MATERIAL TO PROCESS —
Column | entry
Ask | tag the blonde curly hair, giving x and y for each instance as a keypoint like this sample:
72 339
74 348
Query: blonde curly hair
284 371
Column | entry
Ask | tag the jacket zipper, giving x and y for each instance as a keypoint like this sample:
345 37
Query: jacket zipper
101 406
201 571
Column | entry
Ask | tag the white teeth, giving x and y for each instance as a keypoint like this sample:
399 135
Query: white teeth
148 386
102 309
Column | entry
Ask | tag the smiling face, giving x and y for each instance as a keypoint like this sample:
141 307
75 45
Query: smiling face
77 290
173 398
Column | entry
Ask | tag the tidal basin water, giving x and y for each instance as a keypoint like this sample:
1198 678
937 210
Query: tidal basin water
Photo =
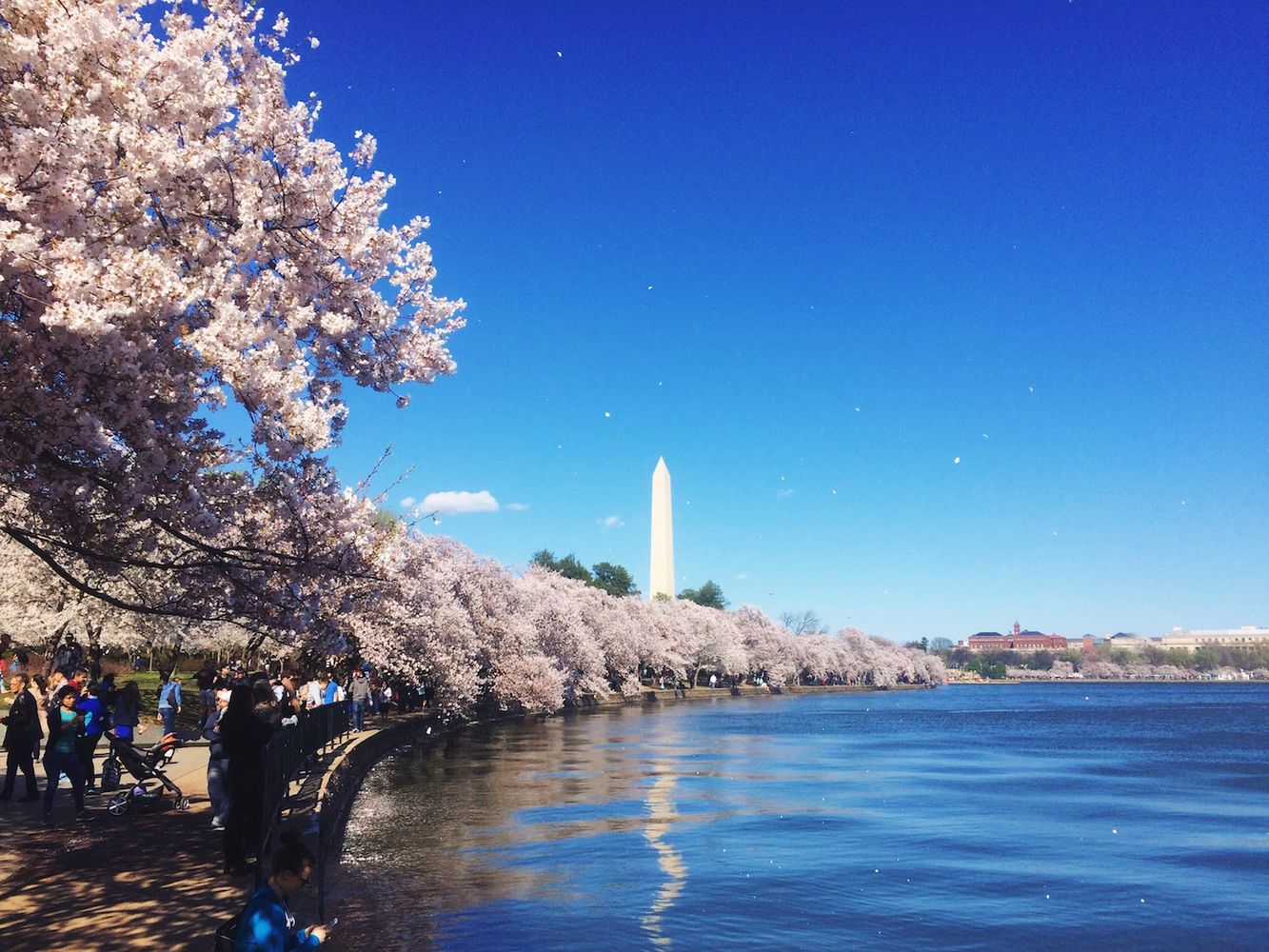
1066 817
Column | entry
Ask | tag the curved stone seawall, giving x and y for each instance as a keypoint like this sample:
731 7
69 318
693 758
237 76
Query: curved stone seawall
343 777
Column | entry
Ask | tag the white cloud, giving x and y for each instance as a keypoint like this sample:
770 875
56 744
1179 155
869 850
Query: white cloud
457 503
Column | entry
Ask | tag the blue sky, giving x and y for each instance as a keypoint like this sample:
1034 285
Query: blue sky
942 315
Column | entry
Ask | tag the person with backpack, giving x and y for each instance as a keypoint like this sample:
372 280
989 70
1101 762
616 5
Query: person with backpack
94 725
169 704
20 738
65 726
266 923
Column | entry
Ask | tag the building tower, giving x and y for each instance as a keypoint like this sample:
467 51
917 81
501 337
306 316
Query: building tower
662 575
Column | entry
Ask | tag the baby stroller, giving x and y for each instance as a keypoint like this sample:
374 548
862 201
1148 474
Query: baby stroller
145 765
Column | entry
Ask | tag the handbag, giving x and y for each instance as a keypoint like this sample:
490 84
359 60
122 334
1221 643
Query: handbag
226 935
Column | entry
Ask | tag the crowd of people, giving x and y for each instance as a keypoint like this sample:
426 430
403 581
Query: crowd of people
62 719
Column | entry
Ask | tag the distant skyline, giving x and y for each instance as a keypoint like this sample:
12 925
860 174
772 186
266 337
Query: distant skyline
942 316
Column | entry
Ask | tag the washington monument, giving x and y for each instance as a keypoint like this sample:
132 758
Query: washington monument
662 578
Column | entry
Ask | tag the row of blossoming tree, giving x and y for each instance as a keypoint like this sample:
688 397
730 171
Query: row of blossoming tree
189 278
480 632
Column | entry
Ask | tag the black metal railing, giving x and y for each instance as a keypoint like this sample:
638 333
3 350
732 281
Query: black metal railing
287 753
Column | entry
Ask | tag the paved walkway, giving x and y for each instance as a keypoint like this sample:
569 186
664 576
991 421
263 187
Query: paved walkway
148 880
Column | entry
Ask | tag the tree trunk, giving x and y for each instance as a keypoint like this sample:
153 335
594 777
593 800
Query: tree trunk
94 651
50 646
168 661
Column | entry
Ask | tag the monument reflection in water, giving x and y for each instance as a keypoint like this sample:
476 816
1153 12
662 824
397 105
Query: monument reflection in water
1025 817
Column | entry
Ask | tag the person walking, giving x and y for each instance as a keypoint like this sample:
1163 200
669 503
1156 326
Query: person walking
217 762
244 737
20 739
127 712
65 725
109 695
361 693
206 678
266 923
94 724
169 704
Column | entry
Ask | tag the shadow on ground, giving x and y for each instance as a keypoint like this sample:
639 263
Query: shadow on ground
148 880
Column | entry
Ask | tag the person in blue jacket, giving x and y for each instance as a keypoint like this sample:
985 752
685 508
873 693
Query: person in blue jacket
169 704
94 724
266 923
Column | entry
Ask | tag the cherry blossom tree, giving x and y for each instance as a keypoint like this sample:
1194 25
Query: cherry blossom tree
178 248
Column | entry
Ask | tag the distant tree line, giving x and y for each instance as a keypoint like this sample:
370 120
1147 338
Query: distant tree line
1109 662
==
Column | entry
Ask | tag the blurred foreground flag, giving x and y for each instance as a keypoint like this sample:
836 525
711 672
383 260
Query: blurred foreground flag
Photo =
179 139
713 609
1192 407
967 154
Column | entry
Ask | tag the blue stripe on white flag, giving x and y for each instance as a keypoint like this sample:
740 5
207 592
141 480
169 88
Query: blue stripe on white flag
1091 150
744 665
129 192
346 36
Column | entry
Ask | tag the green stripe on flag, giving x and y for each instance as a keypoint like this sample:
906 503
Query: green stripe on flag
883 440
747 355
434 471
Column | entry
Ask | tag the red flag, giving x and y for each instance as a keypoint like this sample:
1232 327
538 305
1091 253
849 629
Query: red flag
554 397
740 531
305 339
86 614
* * *
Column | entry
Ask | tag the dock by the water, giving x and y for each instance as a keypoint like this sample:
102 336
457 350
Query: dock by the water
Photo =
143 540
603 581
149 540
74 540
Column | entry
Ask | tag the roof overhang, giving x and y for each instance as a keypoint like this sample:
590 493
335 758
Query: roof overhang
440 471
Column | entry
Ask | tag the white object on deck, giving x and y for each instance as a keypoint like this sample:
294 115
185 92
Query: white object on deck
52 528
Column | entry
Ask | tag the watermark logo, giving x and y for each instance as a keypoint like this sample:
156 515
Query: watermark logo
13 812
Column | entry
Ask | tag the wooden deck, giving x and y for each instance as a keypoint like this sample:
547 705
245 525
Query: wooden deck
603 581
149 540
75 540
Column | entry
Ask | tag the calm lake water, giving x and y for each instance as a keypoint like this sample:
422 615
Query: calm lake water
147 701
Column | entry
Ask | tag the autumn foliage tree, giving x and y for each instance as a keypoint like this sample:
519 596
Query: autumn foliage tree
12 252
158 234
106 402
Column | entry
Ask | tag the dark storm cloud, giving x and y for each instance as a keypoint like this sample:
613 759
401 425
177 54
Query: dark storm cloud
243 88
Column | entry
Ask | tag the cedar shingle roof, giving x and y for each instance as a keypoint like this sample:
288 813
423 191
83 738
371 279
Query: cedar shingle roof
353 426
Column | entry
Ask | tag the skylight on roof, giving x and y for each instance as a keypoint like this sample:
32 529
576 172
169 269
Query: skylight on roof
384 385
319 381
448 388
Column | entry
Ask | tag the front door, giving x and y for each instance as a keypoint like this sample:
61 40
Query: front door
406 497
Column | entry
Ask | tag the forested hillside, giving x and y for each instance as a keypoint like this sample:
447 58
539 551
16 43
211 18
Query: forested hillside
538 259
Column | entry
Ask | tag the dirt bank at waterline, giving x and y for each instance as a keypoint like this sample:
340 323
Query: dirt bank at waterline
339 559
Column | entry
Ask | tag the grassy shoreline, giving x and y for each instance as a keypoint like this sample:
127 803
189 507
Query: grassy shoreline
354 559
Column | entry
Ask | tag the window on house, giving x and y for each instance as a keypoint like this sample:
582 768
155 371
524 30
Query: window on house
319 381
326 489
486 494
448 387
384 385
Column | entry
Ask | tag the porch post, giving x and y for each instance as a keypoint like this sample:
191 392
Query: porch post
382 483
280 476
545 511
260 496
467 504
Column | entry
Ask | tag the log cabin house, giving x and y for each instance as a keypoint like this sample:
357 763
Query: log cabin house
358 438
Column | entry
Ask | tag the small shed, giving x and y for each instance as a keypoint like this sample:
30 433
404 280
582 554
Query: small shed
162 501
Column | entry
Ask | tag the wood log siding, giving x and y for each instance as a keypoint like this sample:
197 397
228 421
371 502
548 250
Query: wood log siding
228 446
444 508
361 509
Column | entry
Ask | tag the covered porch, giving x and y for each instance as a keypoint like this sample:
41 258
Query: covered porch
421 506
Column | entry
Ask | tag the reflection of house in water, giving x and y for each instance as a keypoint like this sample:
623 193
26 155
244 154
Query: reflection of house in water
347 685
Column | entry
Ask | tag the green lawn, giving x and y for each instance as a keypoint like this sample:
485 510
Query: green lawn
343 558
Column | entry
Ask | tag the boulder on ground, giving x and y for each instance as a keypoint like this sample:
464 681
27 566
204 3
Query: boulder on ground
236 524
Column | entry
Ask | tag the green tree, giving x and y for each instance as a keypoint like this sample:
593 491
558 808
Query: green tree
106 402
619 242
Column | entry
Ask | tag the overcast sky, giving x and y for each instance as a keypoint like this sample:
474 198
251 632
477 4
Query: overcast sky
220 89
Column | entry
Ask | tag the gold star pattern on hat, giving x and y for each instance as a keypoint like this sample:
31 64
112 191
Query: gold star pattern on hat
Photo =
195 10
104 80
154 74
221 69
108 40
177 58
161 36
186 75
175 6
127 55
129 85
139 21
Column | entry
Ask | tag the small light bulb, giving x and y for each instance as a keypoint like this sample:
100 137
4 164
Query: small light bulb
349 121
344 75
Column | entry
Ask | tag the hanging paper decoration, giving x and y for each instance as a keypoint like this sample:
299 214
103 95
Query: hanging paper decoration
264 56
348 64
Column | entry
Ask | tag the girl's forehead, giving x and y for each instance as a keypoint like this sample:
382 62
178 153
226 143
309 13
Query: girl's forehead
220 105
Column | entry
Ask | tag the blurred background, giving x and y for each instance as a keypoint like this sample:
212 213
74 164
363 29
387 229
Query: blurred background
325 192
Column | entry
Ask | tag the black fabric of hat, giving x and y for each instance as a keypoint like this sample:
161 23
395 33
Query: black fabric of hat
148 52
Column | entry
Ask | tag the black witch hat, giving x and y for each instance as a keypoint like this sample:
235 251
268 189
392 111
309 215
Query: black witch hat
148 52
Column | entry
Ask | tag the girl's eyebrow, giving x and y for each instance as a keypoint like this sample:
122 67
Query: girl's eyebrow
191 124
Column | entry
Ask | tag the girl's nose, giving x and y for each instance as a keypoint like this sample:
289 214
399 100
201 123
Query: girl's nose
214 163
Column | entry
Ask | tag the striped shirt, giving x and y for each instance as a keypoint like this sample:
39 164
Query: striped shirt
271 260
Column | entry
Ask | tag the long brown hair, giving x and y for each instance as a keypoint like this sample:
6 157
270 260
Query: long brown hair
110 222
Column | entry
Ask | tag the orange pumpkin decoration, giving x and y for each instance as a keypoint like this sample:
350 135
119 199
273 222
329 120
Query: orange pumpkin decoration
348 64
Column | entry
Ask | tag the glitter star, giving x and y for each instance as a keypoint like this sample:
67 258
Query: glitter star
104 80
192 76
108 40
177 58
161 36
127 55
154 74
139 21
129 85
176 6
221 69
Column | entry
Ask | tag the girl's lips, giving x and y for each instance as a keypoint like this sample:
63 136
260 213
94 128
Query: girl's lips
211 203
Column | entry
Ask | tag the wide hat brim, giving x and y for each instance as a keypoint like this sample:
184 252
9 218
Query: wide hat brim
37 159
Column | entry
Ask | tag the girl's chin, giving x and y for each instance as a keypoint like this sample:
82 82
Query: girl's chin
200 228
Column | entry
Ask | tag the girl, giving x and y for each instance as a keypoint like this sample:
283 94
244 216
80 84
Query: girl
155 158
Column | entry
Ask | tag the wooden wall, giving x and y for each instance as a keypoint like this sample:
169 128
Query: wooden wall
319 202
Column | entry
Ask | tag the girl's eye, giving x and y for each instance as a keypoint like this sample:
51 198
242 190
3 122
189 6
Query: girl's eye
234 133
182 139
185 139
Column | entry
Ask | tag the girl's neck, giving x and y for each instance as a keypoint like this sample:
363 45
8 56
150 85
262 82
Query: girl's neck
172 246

WHAT THE TASK REQUIRES —
You are asked to count the lines of the records above in which the word "pattern" occurs, and to give only that number.

SOLUTION TO THE PROBLEM —
2